Page extract below:
Next Wednesday (15th January) we are all invited to take part in an online Q&A on ‘How useful are animal feeding studies in plant research?’
Since Seralini’s toxicology paper was retracted, there have been lots of calls for more studies where GM food is fed to animals to assess its safety for humans. The Q&A is a chance for people to ask any questions about whether feeding studies are a sensible precaution to determine whether our food is safe, or a misleading waste of money.
The panel look really interesting, including Professor Joachim Schiemann, director of the Institute for Biosafety in Plant Biotechnology at the Julius Kuehn Institute in Germany. That’s an institute I’d really like to visit to discuss how we could make our regulations less ineffective.
So, send in your questions. My first ones will be:
Which food types/additives legally require toxicology studies in the UK? If there is an effective system for these, can we just apply it for genetically modified foods?
One letter to the editor following Seralini’s paper said that similar studies published in the journal had used the same strain of rats. Is this the case, and if so should we be highlighting more studies which are unreliable?
GM feed is standard for livestock even in the UK. Can we get any toxicology information from this?
End of Page extract.
> [Problems to solve]
(a) In the post about the animal feeding studies Q&A, take the passage starting with "So, send in" and going on through "information from this?". Write it out again and swap "toxicology" for "safety".
(b) Write the next part of the post about the animal feeding studies Q&A, picking up after its last sentence.
Data to examine below:
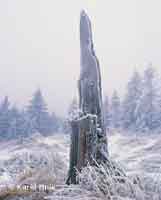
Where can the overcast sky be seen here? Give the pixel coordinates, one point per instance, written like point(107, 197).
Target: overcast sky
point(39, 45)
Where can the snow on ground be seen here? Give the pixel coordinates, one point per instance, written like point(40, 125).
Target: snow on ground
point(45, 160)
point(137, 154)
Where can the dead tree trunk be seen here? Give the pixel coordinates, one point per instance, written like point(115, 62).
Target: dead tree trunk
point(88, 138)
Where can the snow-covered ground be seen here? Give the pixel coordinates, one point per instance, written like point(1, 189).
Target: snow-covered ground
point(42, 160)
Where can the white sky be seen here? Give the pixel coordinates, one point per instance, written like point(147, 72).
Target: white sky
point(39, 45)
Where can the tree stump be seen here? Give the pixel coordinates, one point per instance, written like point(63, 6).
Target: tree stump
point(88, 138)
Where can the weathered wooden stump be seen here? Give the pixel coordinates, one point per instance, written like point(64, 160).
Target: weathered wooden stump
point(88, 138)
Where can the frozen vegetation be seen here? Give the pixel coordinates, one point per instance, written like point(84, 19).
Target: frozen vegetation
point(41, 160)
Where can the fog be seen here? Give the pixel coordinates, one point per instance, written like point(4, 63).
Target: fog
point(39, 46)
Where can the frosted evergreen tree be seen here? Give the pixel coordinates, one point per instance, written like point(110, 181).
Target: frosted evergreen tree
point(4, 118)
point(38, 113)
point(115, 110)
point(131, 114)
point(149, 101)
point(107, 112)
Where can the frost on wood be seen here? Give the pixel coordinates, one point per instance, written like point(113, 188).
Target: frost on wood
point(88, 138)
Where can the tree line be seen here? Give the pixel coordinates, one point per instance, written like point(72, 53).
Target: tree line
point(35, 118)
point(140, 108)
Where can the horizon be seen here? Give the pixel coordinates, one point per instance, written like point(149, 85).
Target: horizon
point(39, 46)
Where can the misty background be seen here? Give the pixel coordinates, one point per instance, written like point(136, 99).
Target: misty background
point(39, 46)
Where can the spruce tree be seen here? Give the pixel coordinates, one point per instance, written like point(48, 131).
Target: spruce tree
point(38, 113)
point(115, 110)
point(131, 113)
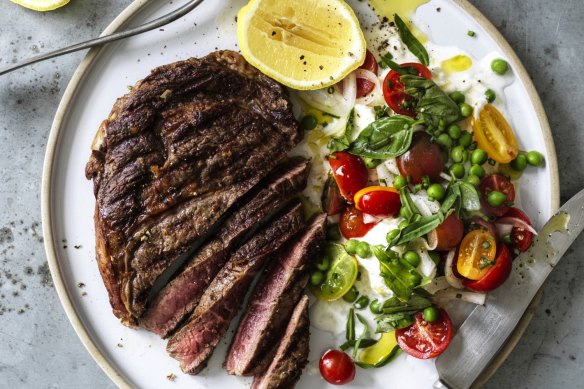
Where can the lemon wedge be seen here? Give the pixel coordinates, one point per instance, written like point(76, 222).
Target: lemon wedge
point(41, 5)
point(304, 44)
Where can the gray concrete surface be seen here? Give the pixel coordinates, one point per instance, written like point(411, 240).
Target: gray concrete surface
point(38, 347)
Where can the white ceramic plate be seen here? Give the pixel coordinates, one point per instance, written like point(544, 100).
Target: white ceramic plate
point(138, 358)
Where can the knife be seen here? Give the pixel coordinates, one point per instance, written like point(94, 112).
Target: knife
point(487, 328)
End of Data to examine.
> [Answers per task]
(a)
So, send in your questions. My first ones will be:
Which food types/additives legally require safety studies in the UK? If there is an effective system for these, can we just apply it for genetically modified foods?
One letter to the editor following Seralini’s paper said that similar studies published in the journal had used the same strain of rats. Is this the case, and if so should we be highlighting more studies which are unreliable?
GM feed is standard for livestock even in the UK. Can we get any safety information from this?

(b)
For anyone looking for some background, I blogged about Seralini’s toxicology studies, but here are my latest thoughts.
Unsurprisingly, the debate about whether Seralini’s paper should have been retracted rumbles on, along with claims that Monsanto is behind the retraction. No doubt anti-GM organisations will continue to reference it for years to come, so I wonder whether the retraction has changed anything, or whether it is has just caused campaign groups to criticise the journal?
What does make sense is that now if you click on the link to the paper you get a list of all the letters to the editor which followed it. This seems like a positive step towards post-publication peer review (where the process of experts reviewing papers doesn’t end with publication). I wonder whether doing this without the retraction would have been more constructive?